### Texto em estudo
Onde mora a minha solidão?

Onde mora a minha solidão?
(Foto: Amy Welting/Unsplash)

 

Lugar de fala é o espaço dos leitores no site da Cult. Todo mês, artigos enviados por eles são publicados de acordo com um tema. O de agosto de 2020 é “solidão”.


Nunca tive problemas em ficar sozinha. Fui daquelas crianças que imploravam aos pais para ficar em casa quando saiam. Não sou filha única, só que a minha irmã é quatro anos e meio mais velha do que eu: na infância isso faz uma baita diferença! Além disso, temos personalidades muito diferentes (ela se interessava por livros e histórias em quadrinhos e eu por brinquedos e músicas). Assumo que ocupei a vaga da chata caçula, a Dani (minha irmã mais velha) nunca se ocupou em brincar comigo e isso, nem de longe, foi um problema. Brincava sozinha e era maravilhoso. Acostumei-me desde cedo em ser a minha própria companhia.

Também é importante dizer que eu não sou o tipo introvertida, muito pelo contrário. No decorrer desses 38 anos, sempre tive excelentes amigos (a ponto de sofrer com a escassez do tempo para dar-lhes a merecida atenção).

No trabalho, pesquisei, escrevi dissertação e tese no aconchego e conforto do meu lar (que agora é home-office) com o meu companheiro músico pelos bares da vida. Passar meses sem dar um abraço em uma amiga já fazia parte da minha rotina. Como boa carioca, sou adepta do “vamos marcar”.

### Ordem de serviço
Redigite sem nenhuma alteração o trecho do texto sobre a solidão, começando em "Lugar de fala" e seguindo até "minha própria companhia.".

### Dados do exercício
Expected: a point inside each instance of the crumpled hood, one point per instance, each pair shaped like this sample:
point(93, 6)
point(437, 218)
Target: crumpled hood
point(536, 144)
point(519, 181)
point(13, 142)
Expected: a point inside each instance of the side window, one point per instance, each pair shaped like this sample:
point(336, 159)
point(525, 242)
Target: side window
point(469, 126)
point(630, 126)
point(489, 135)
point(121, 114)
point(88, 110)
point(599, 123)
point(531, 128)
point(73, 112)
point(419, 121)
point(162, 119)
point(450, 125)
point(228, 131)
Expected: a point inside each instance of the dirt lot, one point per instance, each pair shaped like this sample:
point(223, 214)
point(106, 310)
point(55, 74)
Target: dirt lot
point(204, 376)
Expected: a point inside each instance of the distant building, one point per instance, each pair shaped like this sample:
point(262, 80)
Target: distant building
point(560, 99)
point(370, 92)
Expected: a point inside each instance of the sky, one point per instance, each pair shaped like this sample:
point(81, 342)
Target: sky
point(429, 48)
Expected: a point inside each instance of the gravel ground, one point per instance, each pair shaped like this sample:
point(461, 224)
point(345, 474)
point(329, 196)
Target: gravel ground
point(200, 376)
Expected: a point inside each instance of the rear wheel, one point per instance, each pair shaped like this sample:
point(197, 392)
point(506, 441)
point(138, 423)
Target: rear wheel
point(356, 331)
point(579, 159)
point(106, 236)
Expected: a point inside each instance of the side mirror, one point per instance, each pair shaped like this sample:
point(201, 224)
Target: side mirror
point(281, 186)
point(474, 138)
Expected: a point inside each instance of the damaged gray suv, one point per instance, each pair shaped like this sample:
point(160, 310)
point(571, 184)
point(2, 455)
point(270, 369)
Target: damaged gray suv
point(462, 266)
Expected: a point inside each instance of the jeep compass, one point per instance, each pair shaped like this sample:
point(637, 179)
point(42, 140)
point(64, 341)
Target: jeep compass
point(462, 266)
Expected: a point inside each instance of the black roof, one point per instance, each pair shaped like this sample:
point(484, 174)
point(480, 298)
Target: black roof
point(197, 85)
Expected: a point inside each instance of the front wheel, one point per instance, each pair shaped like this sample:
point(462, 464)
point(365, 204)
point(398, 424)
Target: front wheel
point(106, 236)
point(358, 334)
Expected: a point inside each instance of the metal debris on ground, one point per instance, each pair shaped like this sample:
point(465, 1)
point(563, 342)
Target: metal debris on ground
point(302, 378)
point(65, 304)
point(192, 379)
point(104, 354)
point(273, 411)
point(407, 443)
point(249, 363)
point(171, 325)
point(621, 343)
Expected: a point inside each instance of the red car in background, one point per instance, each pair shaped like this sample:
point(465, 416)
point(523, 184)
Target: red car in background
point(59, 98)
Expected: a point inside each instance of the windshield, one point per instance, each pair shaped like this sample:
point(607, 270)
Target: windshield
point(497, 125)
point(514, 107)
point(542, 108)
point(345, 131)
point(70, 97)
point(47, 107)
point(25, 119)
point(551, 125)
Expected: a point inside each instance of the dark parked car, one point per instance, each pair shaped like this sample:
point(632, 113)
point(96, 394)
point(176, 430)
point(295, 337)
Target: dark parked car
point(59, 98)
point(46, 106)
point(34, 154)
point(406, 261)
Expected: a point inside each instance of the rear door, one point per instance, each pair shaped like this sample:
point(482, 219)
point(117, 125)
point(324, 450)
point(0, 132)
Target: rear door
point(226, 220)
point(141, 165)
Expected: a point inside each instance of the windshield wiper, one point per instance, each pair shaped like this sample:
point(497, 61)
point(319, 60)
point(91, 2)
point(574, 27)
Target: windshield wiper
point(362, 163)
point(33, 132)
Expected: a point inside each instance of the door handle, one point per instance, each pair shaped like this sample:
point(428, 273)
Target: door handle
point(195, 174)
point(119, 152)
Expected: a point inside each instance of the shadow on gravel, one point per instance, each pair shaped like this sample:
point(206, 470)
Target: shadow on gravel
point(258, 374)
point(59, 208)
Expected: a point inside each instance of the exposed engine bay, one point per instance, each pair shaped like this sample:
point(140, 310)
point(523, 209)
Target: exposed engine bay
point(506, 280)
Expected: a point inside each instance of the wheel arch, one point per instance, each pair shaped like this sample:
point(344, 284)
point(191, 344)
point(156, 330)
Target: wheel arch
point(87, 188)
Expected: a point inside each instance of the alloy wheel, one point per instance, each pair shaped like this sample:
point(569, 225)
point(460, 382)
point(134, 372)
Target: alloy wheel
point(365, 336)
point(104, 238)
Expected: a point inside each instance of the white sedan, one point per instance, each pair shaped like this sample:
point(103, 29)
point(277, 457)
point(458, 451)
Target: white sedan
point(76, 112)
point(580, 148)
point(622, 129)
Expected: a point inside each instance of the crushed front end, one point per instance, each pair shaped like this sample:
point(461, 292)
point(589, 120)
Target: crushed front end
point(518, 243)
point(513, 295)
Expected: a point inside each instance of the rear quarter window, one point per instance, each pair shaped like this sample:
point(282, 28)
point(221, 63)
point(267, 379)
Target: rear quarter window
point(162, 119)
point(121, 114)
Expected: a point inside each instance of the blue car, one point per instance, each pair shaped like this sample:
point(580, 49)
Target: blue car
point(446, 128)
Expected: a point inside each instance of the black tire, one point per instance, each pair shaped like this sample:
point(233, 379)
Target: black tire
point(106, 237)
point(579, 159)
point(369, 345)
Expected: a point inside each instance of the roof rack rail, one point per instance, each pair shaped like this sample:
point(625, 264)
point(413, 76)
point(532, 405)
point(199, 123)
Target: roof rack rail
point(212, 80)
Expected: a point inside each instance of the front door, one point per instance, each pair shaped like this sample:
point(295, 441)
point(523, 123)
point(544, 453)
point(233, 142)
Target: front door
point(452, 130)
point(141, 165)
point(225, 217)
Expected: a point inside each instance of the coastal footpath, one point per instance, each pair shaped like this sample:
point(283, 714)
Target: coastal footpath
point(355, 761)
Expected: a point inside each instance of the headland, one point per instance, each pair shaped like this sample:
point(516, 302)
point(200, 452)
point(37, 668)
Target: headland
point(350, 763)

### Resposta
Lugar de fala é o espaço dos leitores no site da Cult. Todo mês, artigos enviados por eles são publicados de acordo com um tema. O de agosto de 2020 é “solidão”.


Nunca tive problemas em ficar sozinha. Fui daquelas crianças que imploravam aos pais para ficar em casa quando saiam. Não sou filha única, só que a minha irmã é quatro anos e meio mais velha do que eu: na infância isso faz uma baita diferença! Além disso, temos personalidades muito diferentes (ela se interessava por livros e histórias em quadrinhos e eu por brinquedos e músicas). Assumo que ocupei a vaga da chata caçula, a Dani (minha irmã mais velha) nunca se ocupou em brincar comigo e isso, nem de longe, foi um problema. Brincava sozinha e era maravilhoso. Acostumei-me desde cedo em ser a minha própria companhia.